# Exercise aim
Reproduce the records below word for word, from their first line through the line that contains "x=540, y=536", including both.

# Information given
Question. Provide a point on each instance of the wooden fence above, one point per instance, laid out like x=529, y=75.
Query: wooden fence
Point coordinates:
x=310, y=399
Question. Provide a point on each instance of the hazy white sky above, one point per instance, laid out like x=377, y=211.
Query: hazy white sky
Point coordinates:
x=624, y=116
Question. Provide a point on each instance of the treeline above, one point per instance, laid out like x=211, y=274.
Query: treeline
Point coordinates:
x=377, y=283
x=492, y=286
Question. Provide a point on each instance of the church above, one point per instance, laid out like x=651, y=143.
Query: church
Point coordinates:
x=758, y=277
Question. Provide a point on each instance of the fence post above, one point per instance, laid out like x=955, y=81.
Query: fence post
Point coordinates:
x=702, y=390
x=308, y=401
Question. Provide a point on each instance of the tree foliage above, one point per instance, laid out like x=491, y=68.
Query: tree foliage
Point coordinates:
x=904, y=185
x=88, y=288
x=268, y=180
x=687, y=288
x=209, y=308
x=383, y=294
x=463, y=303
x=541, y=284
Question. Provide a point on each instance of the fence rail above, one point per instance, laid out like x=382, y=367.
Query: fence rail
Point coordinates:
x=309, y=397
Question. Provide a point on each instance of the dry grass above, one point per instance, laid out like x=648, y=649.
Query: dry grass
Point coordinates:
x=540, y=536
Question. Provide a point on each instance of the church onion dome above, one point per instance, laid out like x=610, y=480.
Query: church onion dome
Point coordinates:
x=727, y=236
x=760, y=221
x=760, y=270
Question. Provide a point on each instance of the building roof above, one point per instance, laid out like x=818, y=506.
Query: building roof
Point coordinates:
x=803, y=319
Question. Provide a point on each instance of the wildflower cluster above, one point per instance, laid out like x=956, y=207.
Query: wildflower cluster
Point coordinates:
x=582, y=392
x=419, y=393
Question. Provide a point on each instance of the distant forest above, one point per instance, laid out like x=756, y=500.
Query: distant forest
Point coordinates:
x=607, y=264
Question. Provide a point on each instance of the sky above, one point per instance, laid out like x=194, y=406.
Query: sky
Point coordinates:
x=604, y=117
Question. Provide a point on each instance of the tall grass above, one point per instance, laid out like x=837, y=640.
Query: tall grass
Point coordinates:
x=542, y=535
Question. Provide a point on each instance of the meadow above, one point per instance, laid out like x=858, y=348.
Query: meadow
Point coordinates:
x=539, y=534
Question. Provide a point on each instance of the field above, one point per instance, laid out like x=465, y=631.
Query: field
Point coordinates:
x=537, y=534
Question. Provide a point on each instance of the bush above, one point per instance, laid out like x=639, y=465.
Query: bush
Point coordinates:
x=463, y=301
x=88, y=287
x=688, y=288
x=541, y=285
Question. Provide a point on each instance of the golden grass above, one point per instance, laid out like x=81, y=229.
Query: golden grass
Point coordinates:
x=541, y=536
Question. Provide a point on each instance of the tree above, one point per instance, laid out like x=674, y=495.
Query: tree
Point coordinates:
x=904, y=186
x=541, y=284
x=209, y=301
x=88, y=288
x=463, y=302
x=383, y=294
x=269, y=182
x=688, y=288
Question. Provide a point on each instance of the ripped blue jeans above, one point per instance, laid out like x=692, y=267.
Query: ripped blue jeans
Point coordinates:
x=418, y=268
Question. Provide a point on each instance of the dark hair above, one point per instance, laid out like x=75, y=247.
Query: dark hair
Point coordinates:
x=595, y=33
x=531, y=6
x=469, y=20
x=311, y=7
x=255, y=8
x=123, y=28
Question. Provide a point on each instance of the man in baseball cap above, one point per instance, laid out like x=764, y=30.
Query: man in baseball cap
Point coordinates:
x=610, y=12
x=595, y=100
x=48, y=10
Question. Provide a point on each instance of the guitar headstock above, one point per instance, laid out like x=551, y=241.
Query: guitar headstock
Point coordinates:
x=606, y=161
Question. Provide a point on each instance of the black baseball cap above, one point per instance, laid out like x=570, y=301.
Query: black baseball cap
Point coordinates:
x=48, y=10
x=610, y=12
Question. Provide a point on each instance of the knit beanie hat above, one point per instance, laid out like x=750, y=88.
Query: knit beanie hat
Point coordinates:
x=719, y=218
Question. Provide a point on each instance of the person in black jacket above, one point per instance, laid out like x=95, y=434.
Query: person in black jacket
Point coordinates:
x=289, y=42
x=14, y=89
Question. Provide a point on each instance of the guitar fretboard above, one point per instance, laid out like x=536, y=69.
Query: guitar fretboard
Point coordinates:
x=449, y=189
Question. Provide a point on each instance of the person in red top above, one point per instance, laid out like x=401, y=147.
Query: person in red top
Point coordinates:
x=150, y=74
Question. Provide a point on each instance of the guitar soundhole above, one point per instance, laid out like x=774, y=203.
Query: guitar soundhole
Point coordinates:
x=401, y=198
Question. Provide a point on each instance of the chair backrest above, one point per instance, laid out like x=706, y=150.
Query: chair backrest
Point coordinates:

# Exercise response
Question. Provide a point on each instance of the wooden fence above, one point per instance, laid out like x=529, y=75.
Query: wooden fence
Point coordinates:
x=310, y=399
Question. Provide a point on each instance of the hazy white sky above, one point per instance, laid out like x=377, y=211.
Query: hazy white sky
Point coordinates:
x=624, y=116
Question. Provide a point on each instance of the treeline above, one point per instance, laid out like x=211, y=274.
Query: treeline
Point coordinates:
x=377, y=283
x=492, y=286
Question. Provide a point on each instance of the church above, one point per instance, laid out like x=651, y=143.
Query: church
Point coordinates:
x=758, y=277
Question. Provide a point on each instance of the fence post above, one point per instance, laid out like x=955, y=81.
Query: fence post
Point coordinates:
x=702, y=390
x=308, y=401
Question. Provide a point on each instance of the tree foliage above, one point per instance, laid out like x=491, y=68.
Query: tree foliage
Point coordinates:
x=904, y=185
x=88, y=288
x=268, y=180
x=687, y=288
x=209, y=308
x=383, y=294
x=463, y=303
x=541, y=284
Question. Provide a point on each instance of the fence rail above, one point per instance, laid out like x=382, y=367.
Query: fence rail
Point coordinates:
x=309, y=397
Question. Provide a point on each instance of the dry grass above, one point per instance, laid out like x=648, y=649.
Query: dry grass
Point coordinates:
x=540, y=536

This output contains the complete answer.